Exercise aim:
Look through the listing below for the line with "the black plastic" and the line with "Target: backpack". Copy both, along with every line between them, exactly and with no pictures.

Exercise data:
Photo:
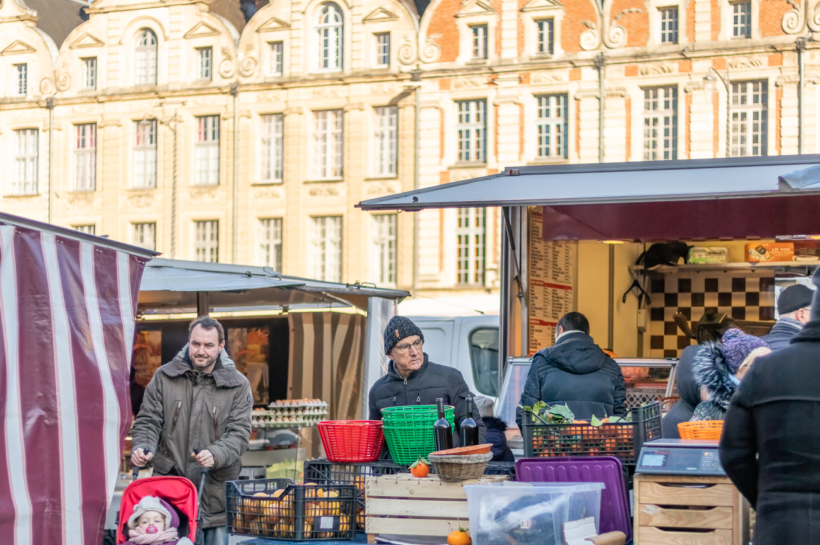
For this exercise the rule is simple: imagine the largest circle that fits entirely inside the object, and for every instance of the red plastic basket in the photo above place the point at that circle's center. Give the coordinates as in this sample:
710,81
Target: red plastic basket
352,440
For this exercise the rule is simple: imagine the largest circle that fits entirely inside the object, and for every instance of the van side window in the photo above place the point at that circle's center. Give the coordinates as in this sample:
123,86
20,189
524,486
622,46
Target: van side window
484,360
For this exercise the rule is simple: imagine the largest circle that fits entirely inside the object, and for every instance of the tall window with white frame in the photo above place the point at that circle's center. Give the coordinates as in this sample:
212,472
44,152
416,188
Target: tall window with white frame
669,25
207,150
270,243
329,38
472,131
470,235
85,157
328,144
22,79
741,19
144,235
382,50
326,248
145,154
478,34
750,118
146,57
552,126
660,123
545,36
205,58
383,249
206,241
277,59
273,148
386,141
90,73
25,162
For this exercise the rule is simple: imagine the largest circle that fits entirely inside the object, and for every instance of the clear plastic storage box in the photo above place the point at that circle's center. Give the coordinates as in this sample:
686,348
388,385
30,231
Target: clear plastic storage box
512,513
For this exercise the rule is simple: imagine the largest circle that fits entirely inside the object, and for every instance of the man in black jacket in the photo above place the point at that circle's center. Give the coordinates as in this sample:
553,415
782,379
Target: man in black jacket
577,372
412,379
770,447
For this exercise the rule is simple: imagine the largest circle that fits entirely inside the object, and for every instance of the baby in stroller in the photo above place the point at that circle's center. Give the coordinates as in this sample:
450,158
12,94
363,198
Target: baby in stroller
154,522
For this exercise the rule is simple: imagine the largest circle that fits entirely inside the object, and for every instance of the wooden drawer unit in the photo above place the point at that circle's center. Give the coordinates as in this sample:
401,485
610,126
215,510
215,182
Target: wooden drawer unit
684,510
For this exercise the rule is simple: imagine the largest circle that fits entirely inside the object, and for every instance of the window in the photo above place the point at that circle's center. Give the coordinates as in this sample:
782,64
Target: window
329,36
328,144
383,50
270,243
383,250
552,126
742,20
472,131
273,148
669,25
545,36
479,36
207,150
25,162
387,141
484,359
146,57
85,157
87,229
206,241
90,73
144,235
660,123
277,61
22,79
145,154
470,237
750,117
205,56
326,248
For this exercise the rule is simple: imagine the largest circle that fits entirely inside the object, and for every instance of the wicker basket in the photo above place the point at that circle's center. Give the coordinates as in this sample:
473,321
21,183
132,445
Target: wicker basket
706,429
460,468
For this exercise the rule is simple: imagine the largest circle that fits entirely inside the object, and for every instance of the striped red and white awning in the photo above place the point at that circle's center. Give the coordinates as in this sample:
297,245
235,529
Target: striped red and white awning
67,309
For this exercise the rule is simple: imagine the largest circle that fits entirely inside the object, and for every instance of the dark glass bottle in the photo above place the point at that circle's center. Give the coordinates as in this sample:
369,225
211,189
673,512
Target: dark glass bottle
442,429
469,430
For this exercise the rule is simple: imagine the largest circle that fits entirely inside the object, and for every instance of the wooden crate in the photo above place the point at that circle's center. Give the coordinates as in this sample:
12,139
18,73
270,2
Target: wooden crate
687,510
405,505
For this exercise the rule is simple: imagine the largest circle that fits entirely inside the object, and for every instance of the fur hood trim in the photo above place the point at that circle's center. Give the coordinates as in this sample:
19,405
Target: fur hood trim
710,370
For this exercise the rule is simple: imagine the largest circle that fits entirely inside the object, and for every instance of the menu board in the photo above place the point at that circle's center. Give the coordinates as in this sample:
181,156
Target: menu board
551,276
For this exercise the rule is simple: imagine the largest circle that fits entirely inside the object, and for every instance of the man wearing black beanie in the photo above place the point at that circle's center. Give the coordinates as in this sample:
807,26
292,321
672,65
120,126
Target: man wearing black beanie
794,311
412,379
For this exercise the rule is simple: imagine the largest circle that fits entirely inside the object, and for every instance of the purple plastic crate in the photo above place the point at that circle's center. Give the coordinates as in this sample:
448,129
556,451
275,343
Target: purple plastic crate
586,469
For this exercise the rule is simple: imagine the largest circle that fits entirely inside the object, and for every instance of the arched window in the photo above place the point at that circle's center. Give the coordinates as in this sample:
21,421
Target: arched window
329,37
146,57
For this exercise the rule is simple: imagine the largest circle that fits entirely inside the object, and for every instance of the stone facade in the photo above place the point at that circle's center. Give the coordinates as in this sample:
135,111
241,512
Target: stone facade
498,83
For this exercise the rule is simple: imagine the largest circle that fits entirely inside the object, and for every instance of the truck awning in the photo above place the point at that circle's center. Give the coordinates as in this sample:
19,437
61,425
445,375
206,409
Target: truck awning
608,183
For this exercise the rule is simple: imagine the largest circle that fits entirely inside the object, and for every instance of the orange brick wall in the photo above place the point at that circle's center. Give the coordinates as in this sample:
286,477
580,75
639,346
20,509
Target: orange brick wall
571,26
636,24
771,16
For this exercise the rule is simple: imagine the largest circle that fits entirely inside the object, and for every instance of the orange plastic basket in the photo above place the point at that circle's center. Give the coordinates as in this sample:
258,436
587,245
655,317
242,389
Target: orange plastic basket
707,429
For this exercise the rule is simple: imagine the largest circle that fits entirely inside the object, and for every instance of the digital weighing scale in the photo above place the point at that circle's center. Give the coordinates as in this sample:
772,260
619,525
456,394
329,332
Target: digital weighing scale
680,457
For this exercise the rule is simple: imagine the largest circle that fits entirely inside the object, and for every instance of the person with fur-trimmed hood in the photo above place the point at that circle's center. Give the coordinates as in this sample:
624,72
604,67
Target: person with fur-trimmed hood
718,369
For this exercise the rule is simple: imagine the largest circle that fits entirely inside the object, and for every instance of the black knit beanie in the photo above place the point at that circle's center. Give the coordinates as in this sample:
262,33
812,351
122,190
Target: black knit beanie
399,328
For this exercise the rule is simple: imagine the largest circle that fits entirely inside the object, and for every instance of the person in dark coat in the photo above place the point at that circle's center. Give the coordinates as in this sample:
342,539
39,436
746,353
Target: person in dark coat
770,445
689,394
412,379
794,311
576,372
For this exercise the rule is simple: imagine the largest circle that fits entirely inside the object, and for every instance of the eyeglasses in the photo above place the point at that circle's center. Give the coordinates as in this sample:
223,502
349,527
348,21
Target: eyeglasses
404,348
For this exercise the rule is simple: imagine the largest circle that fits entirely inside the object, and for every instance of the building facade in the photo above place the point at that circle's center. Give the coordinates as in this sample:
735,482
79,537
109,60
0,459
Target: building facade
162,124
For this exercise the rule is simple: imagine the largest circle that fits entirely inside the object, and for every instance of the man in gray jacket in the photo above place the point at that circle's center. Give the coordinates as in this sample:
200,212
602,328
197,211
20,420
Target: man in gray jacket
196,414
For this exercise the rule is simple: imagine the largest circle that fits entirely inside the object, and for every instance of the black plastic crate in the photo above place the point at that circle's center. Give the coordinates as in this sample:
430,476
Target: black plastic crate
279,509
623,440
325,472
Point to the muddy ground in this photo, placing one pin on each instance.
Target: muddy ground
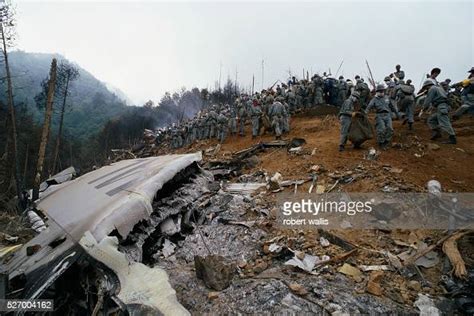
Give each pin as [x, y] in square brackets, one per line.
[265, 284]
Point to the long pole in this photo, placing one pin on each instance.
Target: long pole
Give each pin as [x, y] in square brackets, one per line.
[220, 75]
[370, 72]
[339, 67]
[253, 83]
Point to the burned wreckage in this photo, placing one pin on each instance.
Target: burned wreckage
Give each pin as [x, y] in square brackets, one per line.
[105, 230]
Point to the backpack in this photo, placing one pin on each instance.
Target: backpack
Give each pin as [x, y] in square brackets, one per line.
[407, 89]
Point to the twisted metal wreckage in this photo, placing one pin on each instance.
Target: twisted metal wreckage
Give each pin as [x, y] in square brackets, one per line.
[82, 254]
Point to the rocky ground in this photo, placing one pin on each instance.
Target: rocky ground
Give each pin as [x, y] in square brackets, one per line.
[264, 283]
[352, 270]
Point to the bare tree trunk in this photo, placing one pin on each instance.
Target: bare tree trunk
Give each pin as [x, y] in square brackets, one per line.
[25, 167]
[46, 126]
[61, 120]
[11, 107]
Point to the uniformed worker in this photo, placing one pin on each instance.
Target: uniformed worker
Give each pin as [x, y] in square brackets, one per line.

Task answer:
For this exercise the rule is simple: imagine the largest circle that fits entirely inside the object, and for every instance of the black plastic crate in the photo above place the point at that circle's center. Give the coordinates as in this sample:
430,476
Target: black plastic crate
279,509
623,440
325,472
Point to the muddy ground in this photo, placing one pin on each instance.
Target: muddy ground
Give each pin as [x, y] in square brackets, one per line.
[265, 284]
Point to the long pole in this photo, placing one pin on each instance.
Target: long pole
Give each pin as [x, y] in square brackets, one per line.
[220, 75]
[370, 72]
[339, 67]
[253, 83]
Point to the burned wreckage in this photo, placing one pin on each instance.
Target: burned wreckage
Give each pin as [x, y] in square brackets, one per line.
[105, 230]
Point to the backpack in this photo, placing one pin on each instance.
Target: backpack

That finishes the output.